(RECORDS PROVIDED)
········

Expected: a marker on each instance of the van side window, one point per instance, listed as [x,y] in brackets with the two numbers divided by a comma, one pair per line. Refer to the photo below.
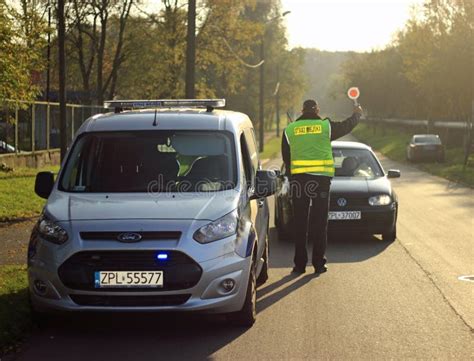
[252,147]
[249,174]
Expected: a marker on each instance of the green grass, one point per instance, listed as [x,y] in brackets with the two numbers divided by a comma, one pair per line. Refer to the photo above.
[392,143]
[271,148]
[15,317]
[17,196]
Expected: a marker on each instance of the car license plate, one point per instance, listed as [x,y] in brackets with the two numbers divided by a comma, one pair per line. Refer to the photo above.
[346,215]
[128,279]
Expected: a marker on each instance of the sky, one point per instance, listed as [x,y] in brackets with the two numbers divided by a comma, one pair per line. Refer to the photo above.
[358,25]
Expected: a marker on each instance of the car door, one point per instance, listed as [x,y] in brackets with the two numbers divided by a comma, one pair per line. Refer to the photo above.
[256,207]
[262,211]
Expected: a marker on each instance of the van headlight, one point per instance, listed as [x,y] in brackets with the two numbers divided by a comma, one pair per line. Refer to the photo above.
[223,227]
[380,200]
[51,231]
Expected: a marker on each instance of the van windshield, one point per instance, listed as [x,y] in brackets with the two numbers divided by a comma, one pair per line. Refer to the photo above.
[156,161]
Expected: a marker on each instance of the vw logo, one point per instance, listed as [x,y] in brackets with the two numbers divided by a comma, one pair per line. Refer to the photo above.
[129,237]
[342,202]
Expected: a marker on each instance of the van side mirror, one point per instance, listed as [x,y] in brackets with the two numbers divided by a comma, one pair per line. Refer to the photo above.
[265,183]
[44,184]
[393,173]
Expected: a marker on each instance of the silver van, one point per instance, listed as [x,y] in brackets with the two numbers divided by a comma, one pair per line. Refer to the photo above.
[158,206]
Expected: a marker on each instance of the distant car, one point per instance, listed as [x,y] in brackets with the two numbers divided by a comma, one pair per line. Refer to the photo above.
[425,147]
[6,148]
[362,200]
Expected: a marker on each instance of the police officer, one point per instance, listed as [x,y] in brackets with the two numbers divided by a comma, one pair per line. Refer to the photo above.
[307,154]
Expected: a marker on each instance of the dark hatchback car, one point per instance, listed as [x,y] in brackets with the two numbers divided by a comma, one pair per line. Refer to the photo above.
[362,200]
[425,147]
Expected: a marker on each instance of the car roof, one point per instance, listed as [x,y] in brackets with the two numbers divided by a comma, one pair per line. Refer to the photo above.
[426,135]
[167,119]
[349,145]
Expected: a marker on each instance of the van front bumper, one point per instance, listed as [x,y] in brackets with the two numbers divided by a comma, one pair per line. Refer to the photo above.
[51,290]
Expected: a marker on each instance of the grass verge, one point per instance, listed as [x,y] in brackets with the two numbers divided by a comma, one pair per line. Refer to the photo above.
[392,143]
[17,196]
[15,317]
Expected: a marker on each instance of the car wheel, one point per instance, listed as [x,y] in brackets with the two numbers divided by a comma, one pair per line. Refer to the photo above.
[263,276]
[390,236]
[248,314]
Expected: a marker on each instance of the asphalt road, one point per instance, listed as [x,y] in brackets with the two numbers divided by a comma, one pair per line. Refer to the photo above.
[377,301]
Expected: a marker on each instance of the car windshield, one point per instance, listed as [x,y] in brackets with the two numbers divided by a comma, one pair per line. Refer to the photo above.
[427,139]
[359,163]
[156,161]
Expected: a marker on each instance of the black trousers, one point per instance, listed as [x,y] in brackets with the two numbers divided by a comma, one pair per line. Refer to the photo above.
[310,197]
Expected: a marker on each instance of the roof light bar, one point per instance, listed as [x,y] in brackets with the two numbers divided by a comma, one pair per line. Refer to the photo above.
[165,103]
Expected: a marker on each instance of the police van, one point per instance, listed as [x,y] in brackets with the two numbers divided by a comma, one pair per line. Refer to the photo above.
[159,206]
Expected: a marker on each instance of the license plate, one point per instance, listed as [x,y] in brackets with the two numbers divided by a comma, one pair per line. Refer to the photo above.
[342,216]
[128,279]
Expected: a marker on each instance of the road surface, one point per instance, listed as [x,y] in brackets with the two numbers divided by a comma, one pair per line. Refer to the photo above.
[377,301]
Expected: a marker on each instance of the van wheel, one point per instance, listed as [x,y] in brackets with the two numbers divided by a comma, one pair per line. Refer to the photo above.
[263,276]
[248,314]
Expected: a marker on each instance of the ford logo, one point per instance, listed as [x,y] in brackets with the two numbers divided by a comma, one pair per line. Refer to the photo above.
[342,202]
[129,237]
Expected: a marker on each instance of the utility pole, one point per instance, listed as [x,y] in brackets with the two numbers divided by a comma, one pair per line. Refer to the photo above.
[191,51]
[261,113]
[48,54]
[261,117]
[277,102]
[62,78]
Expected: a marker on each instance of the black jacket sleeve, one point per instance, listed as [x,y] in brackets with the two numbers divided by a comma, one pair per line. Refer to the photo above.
[339,129]
[285,151]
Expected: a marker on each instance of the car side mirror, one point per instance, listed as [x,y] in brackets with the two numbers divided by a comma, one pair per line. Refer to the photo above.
[393,173]
[44,184]
[265,183]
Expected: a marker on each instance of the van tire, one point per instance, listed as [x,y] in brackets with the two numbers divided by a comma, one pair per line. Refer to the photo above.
[263,276]
[248,314]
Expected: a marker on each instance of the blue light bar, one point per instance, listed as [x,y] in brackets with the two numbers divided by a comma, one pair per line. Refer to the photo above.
[165,103]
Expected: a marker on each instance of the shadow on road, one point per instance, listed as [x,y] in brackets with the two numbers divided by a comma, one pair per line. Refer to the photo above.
[131,337]
[341,249]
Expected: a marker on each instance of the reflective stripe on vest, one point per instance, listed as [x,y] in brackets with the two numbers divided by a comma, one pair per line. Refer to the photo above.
[310,147]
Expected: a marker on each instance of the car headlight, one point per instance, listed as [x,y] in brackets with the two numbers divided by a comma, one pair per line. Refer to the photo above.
[380,200]
[50,231]
[223,227]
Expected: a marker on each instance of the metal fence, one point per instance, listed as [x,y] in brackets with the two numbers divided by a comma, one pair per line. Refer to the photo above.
[34,126]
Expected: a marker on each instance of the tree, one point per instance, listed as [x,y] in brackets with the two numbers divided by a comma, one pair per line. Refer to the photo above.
[21,47]
[98,35]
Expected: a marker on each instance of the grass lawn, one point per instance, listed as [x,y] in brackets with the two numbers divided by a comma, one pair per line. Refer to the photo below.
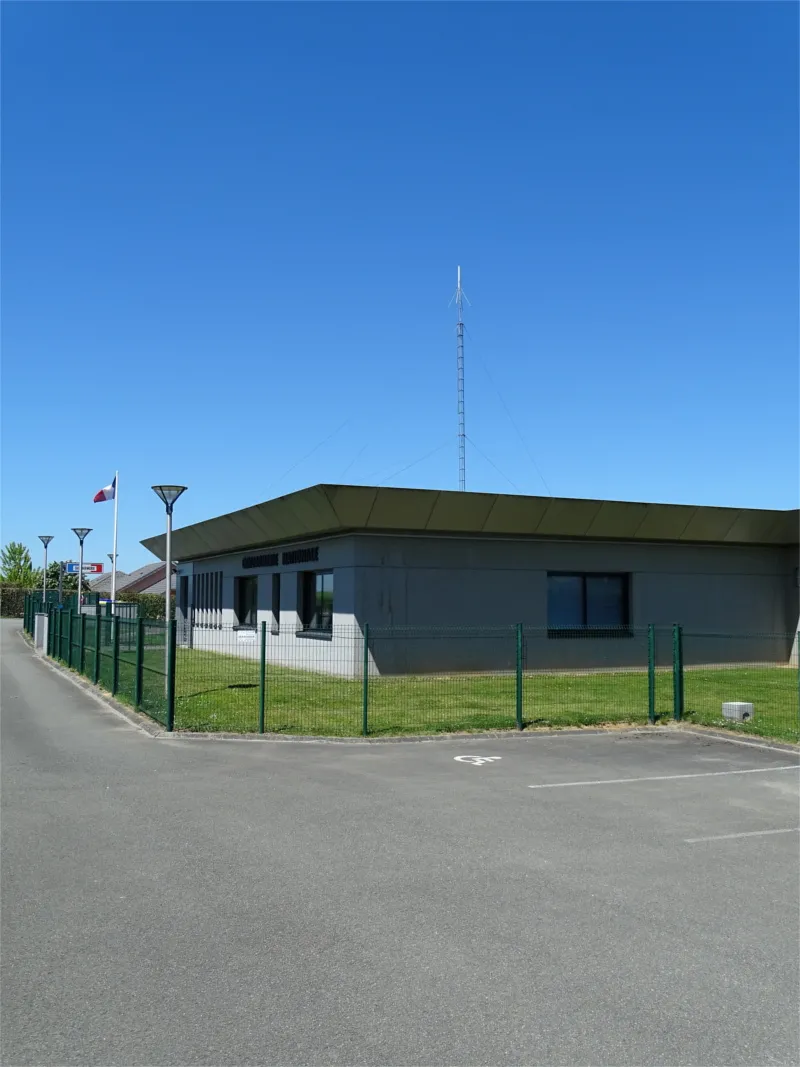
[220,693]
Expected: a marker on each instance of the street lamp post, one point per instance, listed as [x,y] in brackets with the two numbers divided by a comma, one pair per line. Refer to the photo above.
[45,539]
[169,495]
[81,532]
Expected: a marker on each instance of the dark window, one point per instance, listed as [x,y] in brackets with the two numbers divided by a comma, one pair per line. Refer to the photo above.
[207,599]
[275,604]
[588,603]
[245,601]
[316,600]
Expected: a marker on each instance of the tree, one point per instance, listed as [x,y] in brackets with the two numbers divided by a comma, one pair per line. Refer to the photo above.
[16,567]
[69,582]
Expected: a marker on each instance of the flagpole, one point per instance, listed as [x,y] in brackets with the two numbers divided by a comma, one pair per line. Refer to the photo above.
[113,563]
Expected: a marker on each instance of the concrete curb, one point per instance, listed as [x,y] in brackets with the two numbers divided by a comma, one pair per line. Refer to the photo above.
[156,731]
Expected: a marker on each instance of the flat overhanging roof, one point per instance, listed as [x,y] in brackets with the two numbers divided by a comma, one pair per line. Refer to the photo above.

········

(TRY IT) Retype all records exactly as shown above, images excluded.

(EXPECTED ANSWER)
Expected: a marker on each instance of the van side window, one point per instance, listed as [x,y] in brackets with the two numbers divided by a comma, one pair per line. Refer to the photo below.
[252,147]
[249,174]
Expected: a marker on each instance of the green grass, one point per instance, listed as [x,y] in brackets with the two numbers divided by a comma, one pair per line. Refer to the photo above.
[392,143]
[271,148]
[15,317]
[17,196]
Expected: a marker on each instance of the car license plate, one point per instance, listed as [x,y] in brackets with the two numbers divided by a comma, one pair per line. Refer to the photo above.
[346,215]
[128,279]
Expected: a marker on each instance of the sky, one point per instance, listed as [x,y] in brackets with the two numbers divided by a comma, one pair per line. Refer to the photo above.
[358,25]
Expected: a marker on each instance of the car door, one point per instance, listed as [x,y] in brackets with the two numbers divided by a comma, one pair per line. Refer to the photo above.
[256,207]
[262,211]
Expected: a marker on each instance of the van headlight, one point per instance, listed as [x,y] in brackets with the two numbers divided by a comma, one pair per line. Refer to the photo above.
[223,227]
[380,200]
[51,231]
Expected: a marker on each instance of the van windshield, one point per instance, listed as [x,y] in brackets with the two numbers divided by a comma, one pair per line. Refer to the photo above.
[156,161]
Expected: a marker on each instance of the vw logo, one point per instance, listed as [x,y] in brackets with the two numbers divided by a comma, one pair per line. Refer to the photo above.
[129,237]
[342,202]
Expected: a marker on each instance of the van side mirror, one point per instance, listed as [x,y] in brackets with the two numbers divided by a comma, one pair per line. Refer to the photo above.
[265,183]
[44,184]
[393,173]
Expected: a marker on each instance of the silver van, one point per instance, listed as [x,y] in brackets with the two numbers divided by a comma, one pair per line. Refer to the photo above.
[158,206]
Expected: a marker on each instance of the distant car, one point per instance, listed as [x,y] in brackets with the two numbers divided by a comma, one pair per line. Refer to the photo above.
[425,147]
[6,148]
[362,200]
Expected: a marker on each instance of the police officer, one point per instance, listed as [x,y] in brackets with the two numbers divided by a comma, one pair per line. Refer to the photo above.
[307,154]
Expected: a marker on each instance of the dark hatchback car, one point per instance, listed as [x,y] in brackets with the two numbers divided by a comma, one pair per line. Refer to the photo above.
[362,200]
[425,147]
Expected: a marker on each instance of the car roof, one point per instance, listed as [x,y] in brackets with the two numbers divided by a comma, one pair per line. Refer to the photo above.
[426,135]
[167,119]
[349,145]
Expected: a marker on each instance of the van front bumper, one point per instance, listed as [x,y] in brackets with the two numbers divided by a comma, one pair per line. Refer to the photo above.
[51,290]
Expected: a marker on each instance of the grass verge, one point per instance, listed as [x,y] in brackets with the two numbers divided by a comma, one pair per line. Refer to the photo above.
[392,143]
[17,196]
[15,317]
Expected: a marker on each instance of the car wheel, one point per instance, listed as [x,y] in brackets with the two numbers divided by a comma, one pair per line. Refer to the photo above.
[263,276]
[390,236]
[248,314]
Expected: a marker on each instance of the asphalt road, one point per instance, listed as [x,y] in brackets with the two numbers divided by a comma, one pair per line. Refer to the photo above.
[377,301]
Expected: a marker on each instance of the car windshield, one point per instance, listed as [x,y] in brackets with the two numbers divided by a comma, one pair per line. Refer to the photo above.
[427,139]
[359,163]
[156,161]
Expected: a marker on each instance of the black trousers, one point per instance, listed as [x,y] in brackets with the two numbers divided by a comma, one pair per line. Refer to the photo above.
[310,197]
Expected: a marker on each instance of the roof light bar, one point per instance, listed as [x,y] in brackets with the two numbers divided by a comma, one pair per line. Refer to the photo above.
[165,103]
Expected: a marker on each instance of the police van, one point per instance, listed as [x,y] in brackets with the two numbers divided by a comma, one pair per line. Refer to the photo above.
[159,206]
Expected: a marker on each instance of the license plate, one point per instance, listed as [x,y] in brackets with the two numbers divided by a comma, one pair per line. Refer to the photo above.
[342,216]
[128,279]
Expected: a marker on each instance of the road surface, one point per instance, listed as [x,y] in brackets with the two numbers divided by a comma, one pair per line. Refer to the photo above.
[377,301]
Expected: a marker on each instance of the van wheel, one point per instance, listed as [x,y] in brackets with the two numbers divided by a comma, one pair per line. Refer to the photo above.
[263,276]
[248,314]
Expected: a marker on each instance of the ford logo, one point per instance, listed as [x,y] in brackets with the two numbers divided by a comma, one pair per line. Refer to the photo above.
[342,202]
[129,237]
Expected: a marker on each instance of the utility pole, one point per instance, listed as [x,y] in brackets with the two numbers divided by a comma, one pair per line. Refer to the photo above.
[191,51]
[261,113]
[48,54]
[261,117]
[277,102]
[62,78]
Expected: a marker on each instance of the black jacket sleeve, one point per instance, listed as [x,y] in brackets with the two numbers divided by a comma, one pair per line. Refer to the photo above.
[339,129]
[285,151]
Expected: a marker on each instance of the car side mirror, one point per instance, listed as [x,y] in brackets with the two numbers divided by a comma, one pair per line. Refer to the photo above.
[393,173]
[44,184]
[265,183]
Expected: a marker on each instance of the van tire, one point per instance, listed as [x,y] in brackets with the two numbers divided by a comma, one pair per line. Refer to the photo above.
[263,276]
[248,314]
Expected: a marker on each instance of the blue light bar, one point per instance, listed as [x,y] in brackets with the two numbers divided by a comma, one pair per line. Refer to the photo above.
[165,103]
Expected: a marker on each instance of the shadow on road, one point per instance, listed as [x,y] in brackets with the two numbers divided by a comma, one pair per line. Refer to the photo above.
[131,337]
[341,249]
Expected: a marker on each instance of the reflective stripe on vest, one point per instance, listed as [x,y] in brackets with the two numbers divided by a comma, one pair per line. Refer to the photo above.
[310,147]
Expected: a marker on each instance of the car headlight, one point per instance, listed as [x,y] in brackets with the two numbers divided by a comma, one pair per line. Refer to the photo above.
[380,200]
[50,231]
[223,227]
Expected: a marker on each instance of the metal fence, one point per instance, listed as [x,y] in brackets with the two numbers divided by a comma, one pair per line. Refer to the photo above.
[34,126]
Expected: a marker on each instance of the tree, one point per instance, listed as [x,y] in brackets with the two numbers divided by a comma, one pair per line. Refer to the photo above.
[21,47]
[98,35]
Expected: a marker on each instance of the grass lawn, one point per instance, listed as [x,y] in brackets with the two numbers divided by a comma, one pair per line. Refer to the photo below.
[220,693]
Expected: a marker on each instance of the street lamp post, one point per instance, listed as [x,y] in brackets with the two numbers divided by a comma, one pair per line. Refer to the photo above.
[45,539]
[169,495]
[81,532]
Expected: a marker on each instance of the dark window, one point per instance, listed as [x,y] in brackets with the two numbers divided by a comma, one pair per line. Refer to the photo above.
[207,599]
[275,604]
[588,603]
[245,601]
[316,600]
Expected: a marker on each instance of the tree, one point per instance, listed as [x,y] in brackets with the two numbers divided by a comma, one pair per line. Refer to the photo above.
[16,567]
[69,582]
Expected: a marker on each instance of the flagpole, one point per instance, listed as [x,y] in brackets with the two numbers divided by a comma, one pair per line. Refer to the photo above.
[113,563]
Expected: a marker on each instance of the concrete curb, one point per instance, listed as [x,y] in brackets with the two numbers divided by a comma, one pair per line. Refer to the photo above.
[156,731]
Expected: a marker on each instance of the flat overhanging roof, one point per instance, listed as [x,y] in brackets with the two numbers divided by a comma, one pair per line. Refer to the photo above.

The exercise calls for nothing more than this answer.